**QUOTED PASSAGE**
Ortiz said her brother Israel, who was not charged in Geovany’s death because police deemed it self-defense, has been in and out of jail ever since due to addiction. Following the younger one’s death, she said her brother was not provided psychiatric treatment because what happened was not considered a crime, something that Ortiz says still upsets her.
For Ortiz, creating “Ingredients” was her way of “investigating” and learning more about what could attract her brother to the drugs made from these everyday items.
“Through the process, I realized how readily available these products are and how dangerous they are,” she said. When she printed the images, she wanted to them large and “in your face,” ensuring the products’ warning labels are particularly clear.
Not far from those, Ortiz plans to set up an installation based on one of the images in her photo book. The picture is of the room her brothers once shared following an episode in which her brother Israel tagged the walls and flipped furniture over. In that same scene, with graffiti’d walls and a bed with the sheets torn off, Ortiz added elements that she said came along later in his life, like destroyed light bulbs. She recalls her brother using light bulbs to smoke crystal meth.
“Normally, I’m very much a photographer and want to take a photo of what I’m dealing with or want to talk about,” she said. “But something about this physical object, I wanted to bring it into the space as it was so it could impact the viewer the way it impacted me when I saw it.”

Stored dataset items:
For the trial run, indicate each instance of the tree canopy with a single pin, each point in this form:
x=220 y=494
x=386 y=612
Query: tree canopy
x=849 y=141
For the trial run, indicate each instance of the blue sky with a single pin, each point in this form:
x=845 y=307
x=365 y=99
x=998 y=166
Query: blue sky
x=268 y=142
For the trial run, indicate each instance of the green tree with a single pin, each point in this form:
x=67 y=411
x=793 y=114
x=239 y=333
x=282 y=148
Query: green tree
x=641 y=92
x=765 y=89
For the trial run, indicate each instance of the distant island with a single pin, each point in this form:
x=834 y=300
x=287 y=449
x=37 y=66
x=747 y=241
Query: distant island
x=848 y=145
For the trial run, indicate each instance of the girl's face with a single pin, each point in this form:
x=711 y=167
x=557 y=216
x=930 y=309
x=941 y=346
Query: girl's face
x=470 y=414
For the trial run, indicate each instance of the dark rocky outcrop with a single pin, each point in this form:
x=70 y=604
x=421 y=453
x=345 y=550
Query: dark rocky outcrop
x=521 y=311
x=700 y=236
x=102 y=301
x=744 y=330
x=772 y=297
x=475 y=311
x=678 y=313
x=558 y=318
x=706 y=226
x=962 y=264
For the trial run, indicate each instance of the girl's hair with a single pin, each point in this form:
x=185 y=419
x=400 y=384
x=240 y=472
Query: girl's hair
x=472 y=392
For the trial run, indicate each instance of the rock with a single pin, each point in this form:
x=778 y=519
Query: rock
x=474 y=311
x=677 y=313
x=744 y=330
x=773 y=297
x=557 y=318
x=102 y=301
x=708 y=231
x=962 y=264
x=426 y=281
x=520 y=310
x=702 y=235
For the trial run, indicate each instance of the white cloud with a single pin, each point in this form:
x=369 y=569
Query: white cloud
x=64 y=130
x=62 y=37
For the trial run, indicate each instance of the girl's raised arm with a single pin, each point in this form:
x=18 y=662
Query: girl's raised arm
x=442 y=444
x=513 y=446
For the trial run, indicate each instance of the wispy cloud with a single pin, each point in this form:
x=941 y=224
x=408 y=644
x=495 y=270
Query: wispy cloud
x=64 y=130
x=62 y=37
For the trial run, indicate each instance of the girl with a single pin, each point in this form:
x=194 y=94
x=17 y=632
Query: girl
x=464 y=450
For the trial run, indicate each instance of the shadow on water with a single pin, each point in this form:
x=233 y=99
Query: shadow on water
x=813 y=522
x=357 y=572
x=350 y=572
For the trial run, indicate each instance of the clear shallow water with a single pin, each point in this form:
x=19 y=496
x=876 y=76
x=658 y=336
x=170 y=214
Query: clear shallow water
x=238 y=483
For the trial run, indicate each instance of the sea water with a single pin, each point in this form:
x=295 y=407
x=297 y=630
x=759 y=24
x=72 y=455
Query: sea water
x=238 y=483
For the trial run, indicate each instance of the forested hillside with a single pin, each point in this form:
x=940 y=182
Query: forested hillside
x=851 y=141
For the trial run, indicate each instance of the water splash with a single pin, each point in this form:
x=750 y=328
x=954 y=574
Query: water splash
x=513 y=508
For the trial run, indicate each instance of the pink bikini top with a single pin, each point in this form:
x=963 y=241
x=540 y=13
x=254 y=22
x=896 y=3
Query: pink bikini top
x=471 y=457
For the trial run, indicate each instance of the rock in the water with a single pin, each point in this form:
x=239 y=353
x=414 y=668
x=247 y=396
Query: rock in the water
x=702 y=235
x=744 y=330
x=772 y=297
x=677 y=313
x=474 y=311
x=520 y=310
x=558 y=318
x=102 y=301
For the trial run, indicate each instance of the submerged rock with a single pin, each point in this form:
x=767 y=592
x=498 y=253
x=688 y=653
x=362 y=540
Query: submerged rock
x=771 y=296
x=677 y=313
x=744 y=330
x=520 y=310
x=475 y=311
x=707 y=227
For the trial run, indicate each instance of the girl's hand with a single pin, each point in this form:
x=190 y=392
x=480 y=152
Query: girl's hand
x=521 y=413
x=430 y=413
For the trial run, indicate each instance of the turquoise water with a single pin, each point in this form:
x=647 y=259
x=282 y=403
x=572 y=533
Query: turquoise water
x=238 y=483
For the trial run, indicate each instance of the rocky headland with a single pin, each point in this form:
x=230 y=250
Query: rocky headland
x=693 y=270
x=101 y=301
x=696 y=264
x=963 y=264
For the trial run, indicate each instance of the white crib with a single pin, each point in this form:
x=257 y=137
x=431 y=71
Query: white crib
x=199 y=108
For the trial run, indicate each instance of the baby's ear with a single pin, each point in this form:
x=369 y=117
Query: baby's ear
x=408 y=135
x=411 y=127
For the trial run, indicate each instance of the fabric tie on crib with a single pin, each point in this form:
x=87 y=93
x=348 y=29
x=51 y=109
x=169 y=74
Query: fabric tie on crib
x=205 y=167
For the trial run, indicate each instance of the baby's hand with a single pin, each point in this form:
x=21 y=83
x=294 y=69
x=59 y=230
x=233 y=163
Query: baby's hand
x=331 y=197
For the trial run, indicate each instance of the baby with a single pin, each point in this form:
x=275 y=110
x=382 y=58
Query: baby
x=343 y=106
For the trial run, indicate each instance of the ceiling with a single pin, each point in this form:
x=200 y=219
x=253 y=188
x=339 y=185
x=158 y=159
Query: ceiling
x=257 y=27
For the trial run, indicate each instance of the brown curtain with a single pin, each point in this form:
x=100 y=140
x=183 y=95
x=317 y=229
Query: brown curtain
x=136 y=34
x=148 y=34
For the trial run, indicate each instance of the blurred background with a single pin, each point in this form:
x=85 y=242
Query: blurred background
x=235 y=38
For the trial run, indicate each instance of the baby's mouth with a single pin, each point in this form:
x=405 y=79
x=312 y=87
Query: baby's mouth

**EXERCISE DESCRIPTION**
In the article on Ortiz's "Ingredients" project, set down the stretch from "Not far from" through "smoke crystal meth." word for word.

**RESPONSE AREA**
Not far from those, Ortiz plans to set up an installation based on one of the images in her photo book. The picture is of the room her brothers once shared following an episode in which her brother Israel tagged the walls and flipped furniture over. In that same scene, with graffiti’d walls and a bed with the sheets torn off, Ortiz added elements that she said came along later in his life, like destroyed light bulbs. She recalls her brother using light bulbs to smoke crystal meth.